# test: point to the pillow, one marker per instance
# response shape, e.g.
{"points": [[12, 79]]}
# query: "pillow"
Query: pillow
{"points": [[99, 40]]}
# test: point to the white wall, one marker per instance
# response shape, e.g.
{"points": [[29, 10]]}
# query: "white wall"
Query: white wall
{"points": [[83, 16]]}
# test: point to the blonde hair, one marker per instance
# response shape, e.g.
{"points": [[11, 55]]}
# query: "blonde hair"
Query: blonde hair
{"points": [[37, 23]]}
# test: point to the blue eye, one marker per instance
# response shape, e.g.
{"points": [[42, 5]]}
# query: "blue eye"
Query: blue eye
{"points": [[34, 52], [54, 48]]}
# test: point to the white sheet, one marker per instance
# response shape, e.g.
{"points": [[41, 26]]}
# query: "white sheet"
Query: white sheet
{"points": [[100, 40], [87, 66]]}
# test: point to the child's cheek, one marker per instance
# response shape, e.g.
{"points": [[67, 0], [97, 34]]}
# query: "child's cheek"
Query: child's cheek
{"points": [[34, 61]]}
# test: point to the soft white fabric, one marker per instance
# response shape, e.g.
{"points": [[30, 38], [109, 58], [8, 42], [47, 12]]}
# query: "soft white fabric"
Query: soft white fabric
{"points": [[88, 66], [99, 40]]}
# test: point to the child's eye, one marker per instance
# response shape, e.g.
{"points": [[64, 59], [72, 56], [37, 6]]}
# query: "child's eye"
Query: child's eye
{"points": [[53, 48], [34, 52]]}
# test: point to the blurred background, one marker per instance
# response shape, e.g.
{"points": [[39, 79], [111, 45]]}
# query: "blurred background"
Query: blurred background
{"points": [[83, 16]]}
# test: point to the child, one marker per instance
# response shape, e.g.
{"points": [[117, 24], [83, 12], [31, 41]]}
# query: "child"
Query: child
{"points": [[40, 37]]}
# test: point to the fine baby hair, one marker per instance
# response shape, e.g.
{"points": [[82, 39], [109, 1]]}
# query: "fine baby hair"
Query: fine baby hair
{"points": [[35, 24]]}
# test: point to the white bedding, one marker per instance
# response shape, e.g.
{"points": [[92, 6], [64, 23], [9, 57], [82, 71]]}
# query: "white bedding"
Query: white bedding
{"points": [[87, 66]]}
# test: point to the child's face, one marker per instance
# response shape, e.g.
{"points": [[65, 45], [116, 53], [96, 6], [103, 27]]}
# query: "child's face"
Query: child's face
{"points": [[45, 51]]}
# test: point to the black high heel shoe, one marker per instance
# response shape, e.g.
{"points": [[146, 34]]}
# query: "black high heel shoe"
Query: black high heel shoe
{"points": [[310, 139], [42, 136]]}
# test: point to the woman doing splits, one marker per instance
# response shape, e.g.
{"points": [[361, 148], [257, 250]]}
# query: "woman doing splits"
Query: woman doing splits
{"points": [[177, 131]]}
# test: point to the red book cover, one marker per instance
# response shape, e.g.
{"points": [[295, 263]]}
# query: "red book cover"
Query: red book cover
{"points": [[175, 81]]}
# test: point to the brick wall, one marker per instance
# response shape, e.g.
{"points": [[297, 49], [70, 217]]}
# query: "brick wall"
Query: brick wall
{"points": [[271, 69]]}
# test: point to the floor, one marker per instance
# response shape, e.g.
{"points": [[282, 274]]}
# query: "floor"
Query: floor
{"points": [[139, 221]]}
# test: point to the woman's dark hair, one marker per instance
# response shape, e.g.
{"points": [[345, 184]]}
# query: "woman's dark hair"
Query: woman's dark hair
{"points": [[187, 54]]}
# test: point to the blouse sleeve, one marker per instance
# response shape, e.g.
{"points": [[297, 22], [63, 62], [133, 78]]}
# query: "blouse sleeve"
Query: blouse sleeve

- WHAT TO WORK ON
Rewrite the lines from the one containing "# test: point to the blouse" through the end of the lines, replacing "blouse sleeve" with "shirt cuff" and changing nothing else.

- OUTPUT FOR THIS TASK
# test: point to the shirt cuff, one marker per instance
# response shape, e.g.
{"points": [[297, 22], [63, 62], [133, 78]]}
# query: "shirt cuff"
Query: shirt cuff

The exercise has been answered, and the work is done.